Position annotation records
Start

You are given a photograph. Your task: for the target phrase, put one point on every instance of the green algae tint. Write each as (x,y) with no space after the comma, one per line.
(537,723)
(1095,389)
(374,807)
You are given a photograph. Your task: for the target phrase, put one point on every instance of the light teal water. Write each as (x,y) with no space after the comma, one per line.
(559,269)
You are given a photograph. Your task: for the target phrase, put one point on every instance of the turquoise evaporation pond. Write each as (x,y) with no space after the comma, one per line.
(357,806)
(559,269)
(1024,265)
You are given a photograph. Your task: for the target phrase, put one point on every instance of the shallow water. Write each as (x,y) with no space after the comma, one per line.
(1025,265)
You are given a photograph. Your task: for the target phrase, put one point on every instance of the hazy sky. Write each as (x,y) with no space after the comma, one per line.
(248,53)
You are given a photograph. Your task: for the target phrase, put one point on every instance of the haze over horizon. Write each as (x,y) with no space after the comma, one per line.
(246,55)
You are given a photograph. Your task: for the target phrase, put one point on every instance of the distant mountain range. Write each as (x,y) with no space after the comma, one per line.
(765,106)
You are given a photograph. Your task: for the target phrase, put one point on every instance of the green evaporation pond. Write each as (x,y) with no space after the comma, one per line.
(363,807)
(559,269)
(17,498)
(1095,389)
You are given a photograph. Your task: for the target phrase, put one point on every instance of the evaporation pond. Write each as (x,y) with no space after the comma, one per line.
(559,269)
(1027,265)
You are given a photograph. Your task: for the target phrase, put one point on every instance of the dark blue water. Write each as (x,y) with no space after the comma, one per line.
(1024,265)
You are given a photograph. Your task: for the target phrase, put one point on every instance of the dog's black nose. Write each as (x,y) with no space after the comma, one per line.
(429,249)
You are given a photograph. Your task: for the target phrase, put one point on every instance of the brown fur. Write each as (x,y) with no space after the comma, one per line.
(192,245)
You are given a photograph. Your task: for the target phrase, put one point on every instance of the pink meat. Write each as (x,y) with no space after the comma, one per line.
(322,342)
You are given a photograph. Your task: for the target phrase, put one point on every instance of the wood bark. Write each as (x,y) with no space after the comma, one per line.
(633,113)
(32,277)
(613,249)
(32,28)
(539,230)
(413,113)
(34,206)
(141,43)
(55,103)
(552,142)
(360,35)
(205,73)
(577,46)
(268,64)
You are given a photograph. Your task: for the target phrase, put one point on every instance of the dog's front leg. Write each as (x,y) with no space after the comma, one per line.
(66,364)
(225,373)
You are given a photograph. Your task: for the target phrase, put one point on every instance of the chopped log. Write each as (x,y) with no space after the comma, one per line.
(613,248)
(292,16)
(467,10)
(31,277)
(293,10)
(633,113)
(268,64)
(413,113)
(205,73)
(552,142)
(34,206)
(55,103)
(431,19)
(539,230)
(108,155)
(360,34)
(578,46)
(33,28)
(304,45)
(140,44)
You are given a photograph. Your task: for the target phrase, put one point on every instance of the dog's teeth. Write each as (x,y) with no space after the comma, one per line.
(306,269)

End

■ Work required
Only the lines from the one that contains "of the pink" to the end of the data should be output, exactly as they appear.

■ Answer to the exercise
You are given a photograph. Your task: for the target phrase, put one point on every instance of the pink meat. Write each as (x,y) with no space after the comma, one per line.
(322,342)
You are given a photograph. Your task: for the target phrase, put one point on every instance of the wood bark. Write each as (x,y) with no space after the comma, one per line.
(633,113)
(32,277)
(613,249)
(32,28)
(539,230)
(413,113)
(34,206)
(141,43)
(55,103)
(552,142)
(360,35)
(205,73)
(577,46)
(268,64)
You are given a photograph. Your task: for the target phrase, put one point on every instance of the dog's front leg. Write each as (x,y) with no space after the comma, one per line.
(66,364)
(225,373)
You are given a photograph. Your task: for the target phrase, put one point on every instance of the chopped log. Write each as (x,y) with no space after the comma, one per line.
(613,248)
(292,16)
(467,10)
(31,277)
(293,10)
(633,113)
(268,64)
(413,113)
(205,73)
(552,142)
(34,206)
(55,103)
(431,19)
(539,230)
(108,155)
(360,34)
(578,46)
(33,28)
(304,45)
(140,44)
You are given a photograph. Your task: for the target phrase, put one point on every instance of the dog's teeth. Write each as (x,y) with no space after the comma, one per line.
(306,269)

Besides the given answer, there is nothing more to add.